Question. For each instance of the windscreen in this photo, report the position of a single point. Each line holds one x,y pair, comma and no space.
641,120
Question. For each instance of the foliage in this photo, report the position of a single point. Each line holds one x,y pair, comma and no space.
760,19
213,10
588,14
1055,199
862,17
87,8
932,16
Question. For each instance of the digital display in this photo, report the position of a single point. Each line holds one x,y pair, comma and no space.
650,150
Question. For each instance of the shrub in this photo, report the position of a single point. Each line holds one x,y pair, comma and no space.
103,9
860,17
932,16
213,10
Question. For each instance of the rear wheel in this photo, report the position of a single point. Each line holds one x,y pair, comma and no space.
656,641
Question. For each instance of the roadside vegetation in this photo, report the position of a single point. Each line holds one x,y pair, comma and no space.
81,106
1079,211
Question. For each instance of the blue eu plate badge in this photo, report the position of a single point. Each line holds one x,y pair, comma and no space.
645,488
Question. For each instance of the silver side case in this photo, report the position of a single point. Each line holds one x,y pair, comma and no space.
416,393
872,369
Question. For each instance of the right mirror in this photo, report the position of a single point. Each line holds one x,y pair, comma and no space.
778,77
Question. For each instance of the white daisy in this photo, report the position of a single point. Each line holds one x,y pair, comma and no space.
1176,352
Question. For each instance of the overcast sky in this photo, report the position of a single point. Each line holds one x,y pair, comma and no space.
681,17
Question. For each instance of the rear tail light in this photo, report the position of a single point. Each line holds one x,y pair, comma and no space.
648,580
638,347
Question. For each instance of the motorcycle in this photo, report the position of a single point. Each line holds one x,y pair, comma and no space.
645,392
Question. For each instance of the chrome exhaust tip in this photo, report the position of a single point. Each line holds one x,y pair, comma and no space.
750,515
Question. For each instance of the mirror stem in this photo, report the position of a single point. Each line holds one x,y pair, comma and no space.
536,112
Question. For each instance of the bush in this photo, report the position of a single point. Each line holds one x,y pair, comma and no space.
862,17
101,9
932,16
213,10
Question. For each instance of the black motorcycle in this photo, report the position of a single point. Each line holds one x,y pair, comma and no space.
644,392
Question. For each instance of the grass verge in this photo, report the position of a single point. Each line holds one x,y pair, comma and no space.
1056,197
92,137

-----

**Short exercise**:
Output the records above in their entirety, exactly.

**Exercise output**:
Question. For each instance of the windscreen in this photo, report the position of a single point. Each line holds one x,y pair, comma and no space.
641,120
Question. For each instance of the foliage in this photo, report the position of a single point. Each line holds one x,y pair, comma and no space.
760,19
213,10
588,14
1055,199
862,17
87,8
932,16
Question. For each instance of the digital display in this photo, report the position of a single point. Each line holds one x,y pair, comma and no space.
650,150
Question. For each instance of the shrub in this photo, report the position of a single point. Each line holds one x,y pair, comma and no space.
103,9
860,17
932,16
213,10
Question. For each instance of the rear wheel in this photo, report the position of a single point. Each line holds one x,y pair, comma and no space.
656,641
Question. For each instance of the roadside vegetation in this photo, report the position of a single point. Each line holds one x,y pair, comma and no space.
81,106
1079,211
Question. For each instance of the blue eu plate badge in this photo, report the position of a single point. Each line holds one x,y pair, comma and no space.
645,488
Question. For each instance of the silver side case in this photo, report the position of a single point. Each line holds one x,y pair, comma and no space.
416,393
872,369
Question. For each instance of the right mirror in this photo, report the position of a single point. Each line holds one x,y pair, comma and no space.
778,77
Question. For each instance of the white daisy in this photo, report the position of a single point. Each line holds one x,y pair, comma and no space.
1176,352
Question. For each instance of the overcast sky in this photo, report the position of a single point. Each line holds one x,y pair, comma and no space.
681,17
Question. For each instance of the rear tail light in this photo, report the position of a single point. Each line holds one x,y pair, comma and no space.
648,580
638,347
Question. For each instance of the motorcycle in this photo, report the position of a single point. Each line holds one x,y pair, comma and no space.
645,392
Question. For each instance of the chrome exhaust tip in this photo, report the position of a single point. Each line holds one x,y pair, comma and no space.
750,515
Question. For each instance of the mirror stem in this photo, report the position of a single point. Each line holds one x,y pair, comma and no space.
536,112
Question. For each instance of the bush in this photo, report the position of a single point. Each line holds one x,y pair, comma and no space.
862,17
101,9
932,16
213,10
Question. For each instance of the black motorcycle in this photo, report the position of a single point. Each line holds one x,y pair, comma and no space.
644,392
Question. For each instance of the grass verge in this photo, report the position of a single point. Each line holds one x,y pair, comma and no space.
1056,197
92,137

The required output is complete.